Work to be completed
Please return the lines below unchanged, starting with the first one and going up to and including the line that contains "[(222, 48)]".

Collection entries:
## start

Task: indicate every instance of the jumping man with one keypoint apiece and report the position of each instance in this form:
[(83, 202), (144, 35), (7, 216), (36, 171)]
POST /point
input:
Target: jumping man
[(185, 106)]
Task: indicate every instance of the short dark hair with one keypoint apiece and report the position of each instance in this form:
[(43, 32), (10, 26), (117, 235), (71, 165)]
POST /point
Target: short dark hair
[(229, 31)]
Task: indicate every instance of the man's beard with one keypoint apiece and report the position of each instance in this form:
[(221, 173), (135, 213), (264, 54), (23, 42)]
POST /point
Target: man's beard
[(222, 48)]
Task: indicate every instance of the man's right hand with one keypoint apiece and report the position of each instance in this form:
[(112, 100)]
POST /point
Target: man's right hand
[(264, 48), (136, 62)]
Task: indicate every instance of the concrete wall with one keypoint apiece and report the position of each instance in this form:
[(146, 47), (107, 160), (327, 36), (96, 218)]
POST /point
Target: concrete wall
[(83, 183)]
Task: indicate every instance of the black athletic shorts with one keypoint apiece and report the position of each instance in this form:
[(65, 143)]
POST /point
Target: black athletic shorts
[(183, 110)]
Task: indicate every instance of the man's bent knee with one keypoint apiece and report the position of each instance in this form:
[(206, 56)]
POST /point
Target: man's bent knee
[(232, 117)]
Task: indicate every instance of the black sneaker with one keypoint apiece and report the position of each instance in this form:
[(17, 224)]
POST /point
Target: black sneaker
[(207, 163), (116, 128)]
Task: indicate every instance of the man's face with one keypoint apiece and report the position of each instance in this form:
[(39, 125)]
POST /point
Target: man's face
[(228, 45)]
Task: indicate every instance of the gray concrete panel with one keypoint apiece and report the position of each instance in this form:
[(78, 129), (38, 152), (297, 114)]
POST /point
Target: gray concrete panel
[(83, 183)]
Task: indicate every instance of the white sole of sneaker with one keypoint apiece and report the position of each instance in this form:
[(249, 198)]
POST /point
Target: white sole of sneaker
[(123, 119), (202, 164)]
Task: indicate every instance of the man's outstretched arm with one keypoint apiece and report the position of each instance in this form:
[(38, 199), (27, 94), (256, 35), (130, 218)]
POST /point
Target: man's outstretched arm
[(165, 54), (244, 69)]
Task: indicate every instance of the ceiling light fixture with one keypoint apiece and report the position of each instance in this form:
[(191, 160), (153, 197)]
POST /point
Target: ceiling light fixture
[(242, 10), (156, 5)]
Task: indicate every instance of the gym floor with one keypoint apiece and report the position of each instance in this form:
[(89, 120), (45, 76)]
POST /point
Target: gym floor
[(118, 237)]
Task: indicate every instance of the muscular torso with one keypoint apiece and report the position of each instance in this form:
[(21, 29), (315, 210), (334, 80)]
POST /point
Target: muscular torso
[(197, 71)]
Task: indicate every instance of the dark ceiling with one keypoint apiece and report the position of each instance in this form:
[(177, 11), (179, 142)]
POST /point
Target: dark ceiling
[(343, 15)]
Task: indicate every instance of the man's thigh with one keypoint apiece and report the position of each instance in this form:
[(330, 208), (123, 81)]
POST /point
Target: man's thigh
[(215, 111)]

## end

Exercise response
Task: indicate every instance of the jumping man with one keypoint apiece and report the position of each instance in this form:
[(83, 202), (144, 35), (7, 216), (36, 171)]
POST /point
input:
Target: jumping man
[(185, 106)]
Task: indicate every instance of the short dark hair with one keypoint apiece and report the position of each instance in this form:
[(43, 32), (10, 26), (117, 235), (71, 165)]
POST /point
Target: short dark hair
[(229, 31)]
Task: indicate every instance of the man's beard with one keypoint apiece and report the position of each instance in this form:
[(221, 173), (135, 213), (264, 54), (23, 42)]
POST /point
Target: man's beard
[(222, 48)]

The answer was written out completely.